REQUIREMENT | Convert the lines from the line with "Curation task — the distant hill" to the line with "[137,183,181,254]", both included, into a two-column CSV with the header instruction,coordinates. Give each text line its own row with the bracketed lines beneath it in the coordinates field, quote every field, and turn line breaks into spaces.

MATERIAL FOR THIS TASK |

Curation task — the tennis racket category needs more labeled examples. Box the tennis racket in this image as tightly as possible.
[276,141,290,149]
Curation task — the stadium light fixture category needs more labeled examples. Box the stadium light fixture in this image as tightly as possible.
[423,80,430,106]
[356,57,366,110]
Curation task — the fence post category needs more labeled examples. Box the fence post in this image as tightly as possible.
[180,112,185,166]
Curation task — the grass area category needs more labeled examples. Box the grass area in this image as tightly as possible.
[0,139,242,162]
...
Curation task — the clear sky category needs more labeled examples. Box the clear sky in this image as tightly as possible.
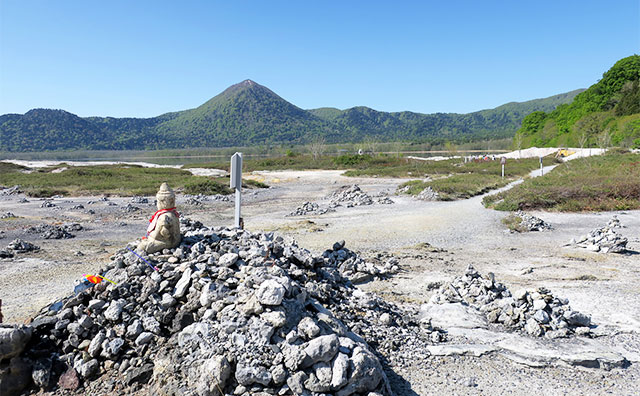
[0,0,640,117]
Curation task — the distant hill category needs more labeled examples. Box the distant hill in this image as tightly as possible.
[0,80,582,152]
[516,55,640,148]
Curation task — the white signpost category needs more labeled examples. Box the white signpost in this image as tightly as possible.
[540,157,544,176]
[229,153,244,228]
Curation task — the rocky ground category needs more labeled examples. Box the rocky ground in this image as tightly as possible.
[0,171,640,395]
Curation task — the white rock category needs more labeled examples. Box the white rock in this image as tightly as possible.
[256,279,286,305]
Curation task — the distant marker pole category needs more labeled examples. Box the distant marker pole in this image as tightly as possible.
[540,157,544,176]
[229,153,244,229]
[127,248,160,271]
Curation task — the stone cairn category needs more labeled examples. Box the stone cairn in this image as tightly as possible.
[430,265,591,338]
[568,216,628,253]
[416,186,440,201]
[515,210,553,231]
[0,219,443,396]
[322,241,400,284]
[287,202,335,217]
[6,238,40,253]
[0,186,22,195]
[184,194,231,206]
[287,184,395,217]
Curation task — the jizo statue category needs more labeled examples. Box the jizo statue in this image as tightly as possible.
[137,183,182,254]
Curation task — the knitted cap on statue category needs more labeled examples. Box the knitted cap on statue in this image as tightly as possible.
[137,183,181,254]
---
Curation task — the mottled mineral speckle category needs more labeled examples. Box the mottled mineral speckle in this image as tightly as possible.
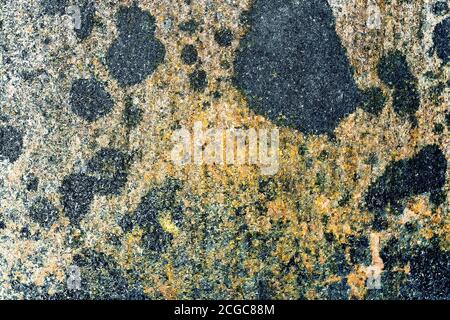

ANSWER TO THE PROBLEM |
instruction,coordinates
"Curation task — the distant hill category needs more labeled examples. Box the distant hill in this image as tightly as possible.","[0,80,582,152] [516,55,640,148]"
"Curation task — the white signpost category needs more labeled examples. Box the white signpost in this image as tightly as possible.","[540,157,544,176] [229,153,244,228]"
"Curation task — the rocky ground category needs more labeled examples. Box the rocky ground in this image as tightly as possible.","[0,171,640,395]"
"Curation task — the white rock category needs more labeled examples. Box the white rock in this image as tightly as possible.","[256,279,286,305]"
"Curation task — the distant marker pole category needs more labeled examples. Box the distant marker pole in this image as tightly as possible.","[540,157,544,176] [229,153,244,229] [127,248,160,271]"
"Curation task — the stone cairn category needs more labeled examples. Box the stone cairn in this image as tightly as possible.","[430,265,591,338] [568,216,628,253] [416,186,440,201] [515,210,553,231] [0,219,443,396] [322,241,400,284] [287,202,335,217] [6,238,40,253] [0,186,22,195] [184,194,231,206] [287,184,395,217]"
"Curation task — the jizo statue category needs more labeled examples. Box the jizo statue in this image as tightly as possible.","[137,183,182,254]"
"Curation task — the knitted cap on statue category needs more labeled examples. Box the knitted cap on statue in this image as tightly as possible.","[137,183,181,254]"